[Assignment] Produce an exact copy of all the records.

::: Source material :::

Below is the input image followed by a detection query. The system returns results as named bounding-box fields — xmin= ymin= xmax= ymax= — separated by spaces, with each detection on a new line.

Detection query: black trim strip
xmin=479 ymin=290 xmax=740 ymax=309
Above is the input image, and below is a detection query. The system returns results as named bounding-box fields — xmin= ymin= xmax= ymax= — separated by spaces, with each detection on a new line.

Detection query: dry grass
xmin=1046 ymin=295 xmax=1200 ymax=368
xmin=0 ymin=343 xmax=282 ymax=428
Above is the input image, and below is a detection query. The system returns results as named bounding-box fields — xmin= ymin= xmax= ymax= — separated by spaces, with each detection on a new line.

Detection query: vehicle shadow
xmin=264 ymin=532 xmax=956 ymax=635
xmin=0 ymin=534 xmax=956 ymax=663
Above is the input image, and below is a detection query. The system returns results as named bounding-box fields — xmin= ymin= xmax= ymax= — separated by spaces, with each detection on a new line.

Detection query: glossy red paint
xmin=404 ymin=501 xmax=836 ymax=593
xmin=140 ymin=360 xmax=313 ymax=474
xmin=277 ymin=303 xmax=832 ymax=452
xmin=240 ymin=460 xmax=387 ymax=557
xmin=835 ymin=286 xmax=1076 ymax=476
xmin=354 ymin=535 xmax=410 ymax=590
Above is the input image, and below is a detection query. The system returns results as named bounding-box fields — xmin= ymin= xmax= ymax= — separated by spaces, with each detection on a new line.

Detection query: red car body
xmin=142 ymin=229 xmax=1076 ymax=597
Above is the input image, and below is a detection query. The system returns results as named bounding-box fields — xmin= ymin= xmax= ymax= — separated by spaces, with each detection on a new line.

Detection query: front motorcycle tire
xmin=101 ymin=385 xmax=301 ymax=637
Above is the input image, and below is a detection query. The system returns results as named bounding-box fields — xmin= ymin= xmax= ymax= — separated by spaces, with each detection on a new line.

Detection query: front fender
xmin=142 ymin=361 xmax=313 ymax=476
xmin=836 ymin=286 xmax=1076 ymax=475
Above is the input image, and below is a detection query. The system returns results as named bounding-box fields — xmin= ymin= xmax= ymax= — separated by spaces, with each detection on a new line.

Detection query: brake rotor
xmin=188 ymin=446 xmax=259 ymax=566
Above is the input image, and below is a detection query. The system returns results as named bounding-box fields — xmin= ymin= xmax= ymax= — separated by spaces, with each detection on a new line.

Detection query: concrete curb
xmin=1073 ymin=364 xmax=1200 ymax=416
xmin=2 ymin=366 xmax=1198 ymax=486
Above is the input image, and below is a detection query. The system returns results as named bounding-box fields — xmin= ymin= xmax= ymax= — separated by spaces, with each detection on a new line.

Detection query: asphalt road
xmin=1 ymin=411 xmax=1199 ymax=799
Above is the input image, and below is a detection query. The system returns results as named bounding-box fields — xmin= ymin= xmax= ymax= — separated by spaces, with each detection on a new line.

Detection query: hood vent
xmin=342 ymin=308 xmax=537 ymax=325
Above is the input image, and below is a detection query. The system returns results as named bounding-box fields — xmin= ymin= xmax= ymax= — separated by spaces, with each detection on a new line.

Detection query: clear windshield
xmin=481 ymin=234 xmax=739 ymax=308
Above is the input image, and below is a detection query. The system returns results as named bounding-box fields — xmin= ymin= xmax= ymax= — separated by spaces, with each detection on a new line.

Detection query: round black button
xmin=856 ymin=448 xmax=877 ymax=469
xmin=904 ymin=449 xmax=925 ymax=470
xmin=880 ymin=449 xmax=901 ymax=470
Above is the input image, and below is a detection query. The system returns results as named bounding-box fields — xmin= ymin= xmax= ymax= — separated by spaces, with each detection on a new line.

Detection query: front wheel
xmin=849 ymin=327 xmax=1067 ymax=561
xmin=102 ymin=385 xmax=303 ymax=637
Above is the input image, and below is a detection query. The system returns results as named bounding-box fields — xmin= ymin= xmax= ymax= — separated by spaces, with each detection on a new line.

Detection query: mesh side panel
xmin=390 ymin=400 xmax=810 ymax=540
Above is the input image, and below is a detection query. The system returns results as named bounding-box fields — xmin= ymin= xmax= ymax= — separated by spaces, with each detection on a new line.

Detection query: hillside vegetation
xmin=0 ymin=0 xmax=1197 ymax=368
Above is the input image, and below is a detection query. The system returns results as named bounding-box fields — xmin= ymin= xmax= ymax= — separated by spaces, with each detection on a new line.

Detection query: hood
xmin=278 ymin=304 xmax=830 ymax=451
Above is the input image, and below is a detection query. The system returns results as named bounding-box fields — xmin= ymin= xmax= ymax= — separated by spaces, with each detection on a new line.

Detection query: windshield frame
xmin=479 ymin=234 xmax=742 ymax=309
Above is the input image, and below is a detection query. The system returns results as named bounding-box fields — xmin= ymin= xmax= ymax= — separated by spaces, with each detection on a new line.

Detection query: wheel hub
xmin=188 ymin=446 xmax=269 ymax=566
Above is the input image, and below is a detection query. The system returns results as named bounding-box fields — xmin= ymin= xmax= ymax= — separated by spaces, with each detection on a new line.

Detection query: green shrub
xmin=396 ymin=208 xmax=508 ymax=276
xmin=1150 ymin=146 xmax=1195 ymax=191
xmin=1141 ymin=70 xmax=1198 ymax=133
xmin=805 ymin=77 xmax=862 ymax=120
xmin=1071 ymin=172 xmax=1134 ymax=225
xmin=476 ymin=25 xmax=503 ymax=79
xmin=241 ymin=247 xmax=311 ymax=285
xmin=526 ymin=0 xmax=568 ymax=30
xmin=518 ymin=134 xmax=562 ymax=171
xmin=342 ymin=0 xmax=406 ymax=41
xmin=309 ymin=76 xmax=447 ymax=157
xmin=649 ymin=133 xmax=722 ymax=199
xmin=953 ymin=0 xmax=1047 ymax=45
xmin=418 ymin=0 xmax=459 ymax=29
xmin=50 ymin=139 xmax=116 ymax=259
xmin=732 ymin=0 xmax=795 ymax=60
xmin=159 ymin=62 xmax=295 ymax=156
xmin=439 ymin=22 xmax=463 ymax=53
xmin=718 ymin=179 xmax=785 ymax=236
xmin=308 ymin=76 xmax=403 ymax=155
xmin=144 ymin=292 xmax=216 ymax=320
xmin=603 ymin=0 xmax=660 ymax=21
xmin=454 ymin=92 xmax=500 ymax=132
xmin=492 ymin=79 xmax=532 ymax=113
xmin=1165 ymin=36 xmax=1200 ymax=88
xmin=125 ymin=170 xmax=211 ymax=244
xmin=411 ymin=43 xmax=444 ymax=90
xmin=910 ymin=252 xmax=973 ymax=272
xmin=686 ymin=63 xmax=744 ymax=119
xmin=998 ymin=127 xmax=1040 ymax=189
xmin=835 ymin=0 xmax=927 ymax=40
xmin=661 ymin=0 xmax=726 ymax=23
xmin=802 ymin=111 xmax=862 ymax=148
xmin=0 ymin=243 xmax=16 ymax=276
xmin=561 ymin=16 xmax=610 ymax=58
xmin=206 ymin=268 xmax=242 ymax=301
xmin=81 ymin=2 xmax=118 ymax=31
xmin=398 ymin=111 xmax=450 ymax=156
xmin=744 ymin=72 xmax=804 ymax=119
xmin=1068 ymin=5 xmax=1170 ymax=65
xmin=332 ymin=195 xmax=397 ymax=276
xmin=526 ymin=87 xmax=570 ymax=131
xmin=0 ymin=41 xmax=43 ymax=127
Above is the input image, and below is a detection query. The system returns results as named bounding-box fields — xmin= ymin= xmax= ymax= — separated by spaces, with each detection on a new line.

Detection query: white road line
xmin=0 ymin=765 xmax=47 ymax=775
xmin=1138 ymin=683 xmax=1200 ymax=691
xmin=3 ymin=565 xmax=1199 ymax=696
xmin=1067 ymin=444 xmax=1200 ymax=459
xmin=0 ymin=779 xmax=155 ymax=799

:::

[Result of the task]
Below is the input image followed by a detection query. The system returns results as named bounding-box fields — xmin= ymin= xmax= ymax= — separated by spaces, with each detection on a new line.

Detection query: black trim strip
xmin=479 ymin=290 xmax=740 ymax=309
Above is the input image, and below is a detection query. The system returns results as named bounding-box fields — xmin= ymin= xmax= ymax= — separated by spaces, with each detection on a new line.

Detection query: dry grass
xmin=1046 ymin=295 xmax=1200 ymax=368
xmin=0 ymin=343 xmax=282 ymax=428
Above is the input image, and below is a detection query. The system returns results as named bounding-box fields — xmin= ymin= xmax= ymax= — separated by spaces, with each detection on a new line.

Detection query: vehicle shadow
xmin=264 ymin=532 xmax=956 ymax=635
xmin=0 ymin=534 xmax=956 ymax=663
Above is the input image, and below is a detection query. The system returns results as named bounding-box fields — xmin= ymin= xmax= ymax= — separated by spaces, with each detection on a new line.

Detection query: glossy red paint
xmin=404 ymin=501 xmax=836 ymax=593
xmin=140 ymin=360 xmax=313 ymax=474
xmin=277 ymin=303 xmax=832 ymax=452
xmin=240 ymin=460 xmax=387 ymax=557
xmin=835 ymin=286 xmax=1076 ymax=476
xmin=354 ymin=535 xmax=410 ymax=590
Above is the input image, and below is a detection query. The system returns results as named bounding-box fields — xmin= ymin= xmax= ymax= — separated by spaces, with each detection on a new line.

Detection query: red car body
xmin=142 ymin=229 xmax=1076 ymax=597
Above is the input image, and below is a detection query. The system returns results as named bounding-box fields — xmin= ymin= xmax= ymax= — separated by spaces, with each detection on a new line.

Detection query: front motorcycle tire
xmin=101 ymin=385 xmax=301 ymax=637
Above is the input image, and below is a detection query. The system returns results as named bounding-box fields — xmin= ymin= xmax= ymax= — separated by spaces, with each detection on a new line.

Detection query: front fender
xmin=142 ymin=361 xmax=313 ymax=476
xmin=836 ymin=286 xmax=1076 ymax=475
Above is the input image, and below is a detection query. The system returns results as named bounding-box fields — xmin= ymin= xmax= ymax= — separated by spaces, with each detection on a new line.

Detection query: brake rotor
xmin=188 ymin=446 xmax=259 ymax=566
Above is the input image, and below is a detection query. The system returns results as named bounding-box fields — xmin= ymin= xmax= ymax= — separated by spaces, with each detection on a new line.

Detection query: concrete curb
xmin=1073 ymin=364 xmax=1200 ymax=416
xmin=2 ymin=366 xmax=1198 ymax=486
Above is the input image, and below is a detection query. The system returns results as named bounding-box fields — xmin= ymin= xmax= ymax= — separated by spaces, with each detection on a new line.

Detection query: asphalt road
xmin=1 ymin=411 xmax=1199 ymax=799
Above is the input image, and below is a detection query. The system returns results as named bounding-box fields — xmin= ymin= xmax= ymax= — separated by spaces, with each detection on a new line.

Detection query: hood vent
xmin=342 ymin=308 xmax=537 ymax=325
Above is the input image, and below is a detection query. The system returns results as named bounding-box fields — xmin= ymin= xmax= ymax= — separated by spaces, with each detection on a new line.

Detection query: clear windshield
xmin=481 ymin=234 xmax=739 ymax=308
Above is the input image, and below is a detection query. The system returns results as named bounding-box fields — xmin= ymin= xmax= ymax= — separated by spaces, with each detection on a new line.

Detection query: round black button
xmin=856 ymin=448 xmax=877 ymax=469
xmin=904 ymin=449 xmax=925 ymax=470
xmin=880 ymin=449 xmax=901 ymax=470
Above is the input image, and below is a detection query. The system returns results as named bounding-box fields — xmin= ymin= xmax= ymax= — separated by spaces, with each detection on a new line.

Detection query: front wheel
xmin=849 ymin=327 xmax=1067 ymax=561
xmin=102 ymin=385 xmax=303 ymax=637
Above is the input image, and below is a detection query. The system returns results as named bounding-box fields — xmin= ymin= xmax= ymax= — separated by spaces, with each detection on a new line.

Detection query: mesh side panel
xmin=390 ymin=400 xmax=810 ymax=540
Above is the input image, and below is a detection query. The system returns results as named bounding-box fields — xmin= ymin= xmax= ymax= — separated by spaces, with each detection on a new line.

Detection query: hillside vegetation
xmin=0 ymin=0 xmax=1197 ymax=368
Above is the input image, and below is a detection query. The system returns results as named bounding-box fields — xmin= ymin= xmax= ymax= — separated by spaces, with each detection on a new line.

Detection query: hood
xmin=278 ymin=304 xmax=830 ymax=451
Above is the input image, and below is a detection query. The system returns results as named bounding-box fields — xmin= ymin= xmax= ymax= — separated by spaces, with each detection on a new line.

Detection query: windshield frame
xmin=479 ymin=234 xmax=742 ymax=309
Above is the input image, and below is a detection query. The system returns results as named bounding-box fields — xmin= ymin= xmax= ymax= — separated by spaces, with each detection on a new line.

Detection query: wheel hub
xmin=188 ymin=446 xmax=269 ymax=566
Above is the input image, and below is a detection query. The system returns results as named bounding-box fields — xmin= ymin= xmax= ymax= — separated by spaces, with each detection on a new line.

Detection query: green shrub
xmin=396 ymin=208 xmax=508 ymax=276
xmin=1150 ymin=146 xmax=1195 ymax=191
xmin=1141 ymin=70 xmax=1198 ymax=133
xmin=805 ymin=77 xmax=862 ymax=120
xmin=1071 ymin=172 xmax=1134 ymax=225
xmin=476 ymin=25 xmax=503 ymax=79
xmin=241 ymin=247 xmax=311 ymax=285
xmin=526 ymin=0 xmax=568 ymax=30
xmin=518 ymin=134 xmax=562 ymax=171
xmin=342 ymin=0 xmax=406 ymax=41
xmin=309 ymin=76 xmax=447 ymax=157
xmin=649 ymin=133 xmax=722 ymax=199
xmin=953 ymin=0 xmax=1047 ymax=45
xmin=418 ymin=0 xmax=459 ymax=29
xmin=50 ymin=139 xmax=116 ymax=259
xmin=732 ymin=0 xmax=795 ymax=60
xmin=159 ymin=62 xmax=295 ymax=156
xmin=439 ymin=22 xmax=463 ymax=53
xmin=718 ymin=179 xmax=785 ymax=236
xmin=308 ymin=76 xmax=403 ymax=155
xmin=144 ymin=292 xmax=216 ymax=320
xmin=603 ymin=0 xmax=660 ymax=21
xmin=454 ymin=92 xmax=500 ymax=132
xmin=492 ymin=79 xmax=532 ymax=113
xmin=1165 ymin=36 xmax=1200 ymax=88
xmin=125 ymin=170 xmax=211 ymax=244
xmin=411 ymin=43 xmax=444 ymax=90
xmin=910 ymin=252 xmax=973 ymax=272
xmin=686 ymin=63 xmax=744 ymax=119
xmin=998 ymin=127 xmax=1040 ymax=189
xmin=835 ymin=0 xmax=927 ymax=40
xmin=661 ymin=0 xmax=726 ymax=23
xmin=802 ymin=111 xmax=862 ymax=148
xmin=0 ymin=243 xmax=16 ymax=276
xmin=561 ymin=16 xmax=610 ymax=58
xmin=206 ymin=268 xmax=242 ymax=301
xmin=81 ymin=2 xmax=118 ymax=31
xmin=398 ymin=111 xmax=450 ymax=156
xmin=744 ymin=72 xmax=804 ymax=119
xmin=1068 ymin=5 xmax=1170 ymax=65
xmin=332 ymin=195 xmax=397 ymax=276
xmin=526 ymin=87 xmax=570 ymax=131
xmin=0 ymin=41 xmax=43 ymax=127
Above is the input image, and below is a detection query. The system returns results as named bounding-box fields — xmin= ymin= xmax= ymax= — separated by spaces, with each detection on a new line.

Detection query: white road line
xmin=0 ymin=765 xmax=47 ymax=775
xmin=1138 ymin=683 xmax=1200 ymax=691
xmin=3 ymin=565 xmax=1199 ymax=696
xmin=1067 ymin=444 xmax=1200 ymax=459
xmin=0 ymin=779 xmax=155 ymax=799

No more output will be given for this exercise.